_What you should do:_ Can you duplicate every line of the listing below word for word?

(Extracted data entries)

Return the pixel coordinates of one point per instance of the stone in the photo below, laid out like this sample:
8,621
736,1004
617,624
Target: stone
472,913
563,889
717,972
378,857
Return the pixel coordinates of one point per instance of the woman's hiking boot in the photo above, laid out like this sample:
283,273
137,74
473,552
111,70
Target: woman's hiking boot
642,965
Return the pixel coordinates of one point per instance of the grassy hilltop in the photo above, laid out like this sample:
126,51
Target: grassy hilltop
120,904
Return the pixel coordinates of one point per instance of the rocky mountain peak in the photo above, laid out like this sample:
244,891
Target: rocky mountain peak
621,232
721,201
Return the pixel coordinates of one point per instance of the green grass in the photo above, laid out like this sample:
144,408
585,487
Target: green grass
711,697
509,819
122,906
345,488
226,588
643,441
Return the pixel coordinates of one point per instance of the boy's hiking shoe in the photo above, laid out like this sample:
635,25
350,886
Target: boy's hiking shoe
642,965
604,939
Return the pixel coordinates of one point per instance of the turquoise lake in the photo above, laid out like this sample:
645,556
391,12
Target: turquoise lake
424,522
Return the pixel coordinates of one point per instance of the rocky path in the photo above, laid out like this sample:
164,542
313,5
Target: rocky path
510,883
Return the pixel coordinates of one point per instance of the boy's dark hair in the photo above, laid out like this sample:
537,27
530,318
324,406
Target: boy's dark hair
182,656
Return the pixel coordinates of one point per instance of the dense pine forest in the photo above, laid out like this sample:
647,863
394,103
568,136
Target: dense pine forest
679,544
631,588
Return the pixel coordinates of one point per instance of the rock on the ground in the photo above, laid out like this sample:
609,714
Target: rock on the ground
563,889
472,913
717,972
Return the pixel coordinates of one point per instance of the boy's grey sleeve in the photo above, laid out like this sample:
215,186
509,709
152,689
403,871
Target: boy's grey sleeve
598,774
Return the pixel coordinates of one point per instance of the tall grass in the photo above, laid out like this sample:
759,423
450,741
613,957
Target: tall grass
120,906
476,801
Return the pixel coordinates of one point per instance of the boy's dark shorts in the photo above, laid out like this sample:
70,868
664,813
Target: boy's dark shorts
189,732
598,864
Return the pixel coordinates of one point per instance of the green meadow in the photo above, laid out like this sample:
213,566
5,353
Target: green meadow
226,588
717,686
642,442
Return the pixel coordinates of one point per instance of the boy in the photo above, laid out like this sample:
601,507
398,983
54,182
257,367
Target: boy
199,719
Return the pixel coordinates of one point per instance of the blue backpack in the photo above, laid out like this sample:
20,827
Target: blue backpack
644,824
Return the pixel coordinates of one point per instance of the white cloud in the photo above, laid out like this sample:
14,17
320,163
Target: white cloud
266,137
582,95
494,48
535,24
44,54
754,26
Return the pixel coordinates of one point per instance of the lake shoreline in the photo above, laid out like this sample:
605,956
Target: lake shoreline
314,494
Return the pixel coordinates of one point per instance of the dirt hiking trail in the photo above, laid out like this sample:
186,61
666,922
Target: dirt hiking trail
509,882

_Result:_
Return the pixel coordinates of one point per instance of the stone in the photo below, laid out like this sample:
8,621
736,1004
617,624
Target: stone
472,913
563,889
717,972
378,857
Return the pixel coordinates of one point per instance of the woman's hiking boot in the photo above, laid out like this sample:
283,273
137,74
473,552
111,70
Target: woman's hiking boot
642,965
Return the pixel coordinates of one point per instance of the grassy hilltop in the photo above, laid out like this sample:
126,51
Target: grassy hilltop
120,904
Return the pixel coordinates of one point per instance of the rocky mountain peak in the photo above, laid out like this sample:
244,891
Target: rocky mountain peak
621,232
721,201
Return the pixel coordinates of one point per instance of the green grass in the photo above, laid out like this sample:
144,408
585,487
Target: green grass
711,697
509,819
122,906
345,488
226,588
643,441
Return the pixel coordinates of one point per instance of the boy's hiking shoe in the photo above, laid out like this sample:
635,25
350,886
Target: boy's hiking shoe
642,965
604,939
Return the pixel coordinates of one point per instance of the turquoise lake in the photo above, laid out like this sample:
645,556
391,12
Target: turquoise lake
424,522
Return the pixel coordinates of one point per instance of the rocky path in the photo above, laid out like this sample:
164,542
313,5
Target: rocky path
510,883
Return the pixel coordinates of one point per instance of the boy's dark hair in the photo above, laid out like this sample:
537,27
530,318
324,406
Target: boy's dark hair
182,656
Return the pixel coordinates of one point per instance of the dense pine forest in the photo above, laid out like this sample:
647,863
394,103
568,136
Target: dense pine forest
679,544
631,588
Return the pixel coordinates of one point per instance of the rock on the ground in the photo above, laid out like this sample:
609,714
Target: rock on the ground
563,889
472,913
717,972
Return the pixel coordinates of one point per instance of the boy's grey sleeve in the photo above, laid out like this sample:
215,186
509,709
152,689
403,871
Target: boy's grey sleeve
598,774
Return the pixel coordinates of one point per instance of the tall grass in the photo above, laid out like this sample:
759,423
450,741
613,957
Target: tall grass
120,906
476,801
Return the pixel coordinates of one point per instance of the boy's dark shorts in the photo above, laid out like this sample:
70,868
664,813
Target: boy's dark shorts
189,732
598,864
Return the pixel coordinates of one point per instance of the green meadow in the photo above, laid out like this sample:
213,566
5,353
Target: green meadow
226,588
717,686
642,442
Return the pixel coordinates of one point per instance of the boy in the photo above, laid out like this sample:
601,507
398,983
54,182
257,367
Target: boy
199,719
Return the pixel coordinates of one point per instance of the blue backpack in the photo above, laid out like this sample:
20,827
Target: blue backpack
644,824
Return the pixel coordinates of one point per instance of the white cloud in the photo above, laid out like this sample:
14,17
320,163
Target: white cloud
266,137
582,95
494,48
535,24
44,54
754,26
Return the pixel coordinates of one point per instance of the lake shoreline in the photo above, laid out like this sample:
605,956
Target: lake shoreline
314,494
Return the pixel coordinates of one point per instance of the dirt hiking trail in the photo above, laid out like this sample:
186,61
666,922
Target: dirt hiking trail
509,882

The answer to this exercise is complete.